** Begin **

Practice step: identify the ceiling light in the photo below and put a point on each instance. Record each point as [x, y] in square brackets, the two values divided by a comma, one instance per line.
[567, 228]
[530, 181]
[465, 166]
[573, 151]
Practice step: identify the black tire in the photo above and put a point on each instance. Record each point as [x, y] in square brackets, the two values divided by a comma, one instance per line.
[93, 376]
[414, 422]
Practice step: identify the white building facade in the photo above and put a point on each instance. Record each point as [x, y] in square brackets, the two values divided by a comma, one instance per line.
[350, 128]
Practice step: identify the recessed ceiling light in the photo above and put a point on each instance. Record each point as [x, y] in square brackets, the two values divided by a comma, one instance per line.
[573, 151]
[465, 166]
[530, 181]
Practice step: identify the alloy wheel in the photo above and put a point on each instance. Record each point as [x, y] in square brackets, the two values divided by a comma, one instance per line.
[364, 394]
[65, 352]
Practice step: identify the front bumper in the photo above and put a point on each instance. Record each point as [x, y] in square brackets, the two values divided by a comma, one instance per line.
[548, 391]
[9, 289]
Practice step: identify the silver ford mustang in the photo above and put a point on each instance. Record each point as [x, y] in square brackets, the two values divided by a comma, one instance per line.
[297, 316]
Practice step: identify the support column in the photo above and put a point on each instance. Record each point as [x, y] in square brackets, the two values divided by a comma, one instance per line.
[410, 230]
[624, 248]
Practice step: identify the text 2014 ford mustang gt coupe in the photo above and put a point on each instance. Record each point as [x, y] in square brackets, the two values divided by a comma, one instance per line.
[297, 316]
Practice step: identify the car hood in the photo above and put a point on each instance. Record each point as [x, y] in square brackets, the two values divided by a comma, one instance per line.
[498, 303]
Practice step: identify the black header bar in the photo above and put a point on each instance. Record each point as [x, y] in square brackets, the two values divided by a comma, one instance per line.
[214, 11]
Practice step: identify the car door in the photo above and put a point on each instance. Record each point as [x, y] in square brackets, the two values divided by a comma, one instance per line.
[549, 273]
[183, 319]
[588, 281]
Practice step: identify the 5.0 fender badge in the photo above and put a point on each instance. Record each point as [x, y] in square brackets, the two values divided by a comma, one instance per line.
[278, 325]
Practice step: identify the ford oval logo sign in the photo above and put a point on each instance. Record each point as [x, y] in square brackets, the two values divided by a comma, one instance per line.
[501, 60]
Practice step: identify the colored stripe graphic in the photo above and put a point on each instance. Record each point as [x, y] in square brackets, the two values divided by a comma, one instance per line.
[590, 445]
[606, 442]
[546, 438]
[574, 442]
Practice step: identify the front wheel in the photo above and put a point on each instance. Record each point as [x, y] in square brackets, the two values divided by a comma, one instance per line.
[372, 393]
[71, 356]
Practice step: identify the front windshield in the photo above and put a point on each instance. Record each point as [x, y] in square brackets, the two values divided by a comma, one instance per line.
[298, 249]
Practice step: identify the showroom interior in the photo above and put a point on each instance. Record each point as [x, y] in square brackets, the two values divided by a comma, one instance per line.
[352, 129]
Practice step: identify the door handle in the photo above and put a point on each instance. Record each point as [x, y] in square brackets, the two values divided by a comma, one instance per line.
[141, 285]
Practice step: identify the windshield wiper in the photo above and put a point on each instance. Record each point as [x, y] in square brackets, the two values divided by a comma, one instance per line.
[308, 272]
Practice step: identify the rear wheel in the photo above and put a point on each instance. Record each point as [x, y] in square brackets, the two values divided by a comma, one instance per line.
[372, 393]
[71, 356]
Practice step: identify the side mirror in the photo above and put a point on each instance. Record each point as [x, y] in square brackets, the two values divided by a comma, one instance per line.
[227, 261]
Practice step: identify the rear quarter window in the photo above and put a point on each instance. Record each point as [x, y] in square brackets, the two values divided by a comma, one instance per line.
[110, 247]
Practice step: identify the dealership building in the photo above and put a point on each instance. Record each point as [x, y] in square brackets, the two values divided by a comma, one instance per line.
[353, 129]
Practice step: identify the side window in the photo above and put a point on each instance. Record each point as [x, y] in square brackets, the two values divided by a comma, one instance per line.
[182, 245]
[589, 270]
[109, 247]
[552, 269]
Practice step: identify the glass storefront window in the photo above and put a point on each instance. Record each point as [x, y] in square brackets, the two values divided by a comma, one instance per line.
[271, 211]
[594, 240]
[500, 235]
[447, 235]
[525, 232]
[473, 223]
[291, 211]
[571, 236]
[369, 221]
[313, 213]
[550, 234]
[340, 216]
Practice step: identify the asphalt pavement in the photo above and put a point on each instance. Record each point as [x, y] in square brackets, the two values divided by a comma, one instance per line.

** End **

* [Problem statement]: Reproduce only the lines running from the one that contains "Practice step: identify the dealership" to the last line of the records.

* [Complete output]:
Practice step: identify the dealership building in the photo above and put a point on each instance. Record each point as [x, y] in square brackets, the two values divided by a comma, one instance per line.
[353, 129]
Practice step: identify the side window in the photo above and put a point on each instance. Record each point as [x, y] in square brackets, the two values divided by a comma, one instance per line.
[182, 245]
[589, 270]
[109, 247]
[552, 269]
Practice step: identify the glass storefront window in the photo above and put a point on each instance. Record each point as [x, y] in square brackets, the two values divided by a comma, one instance per line.
[271, 211]
[594, 240]
[500, 235]
[447, 235]
[525, 232]
[473, 223]
[291, 211]
[571, 236]
[369, 221]
[313, 213]
[550, 234]
[340, 216]
Practice step: identify the asphalt pavement in the photo above and put a point on each instance. Record each point as [x, y] in square brackets, the two values divided by a comma, one instance per line.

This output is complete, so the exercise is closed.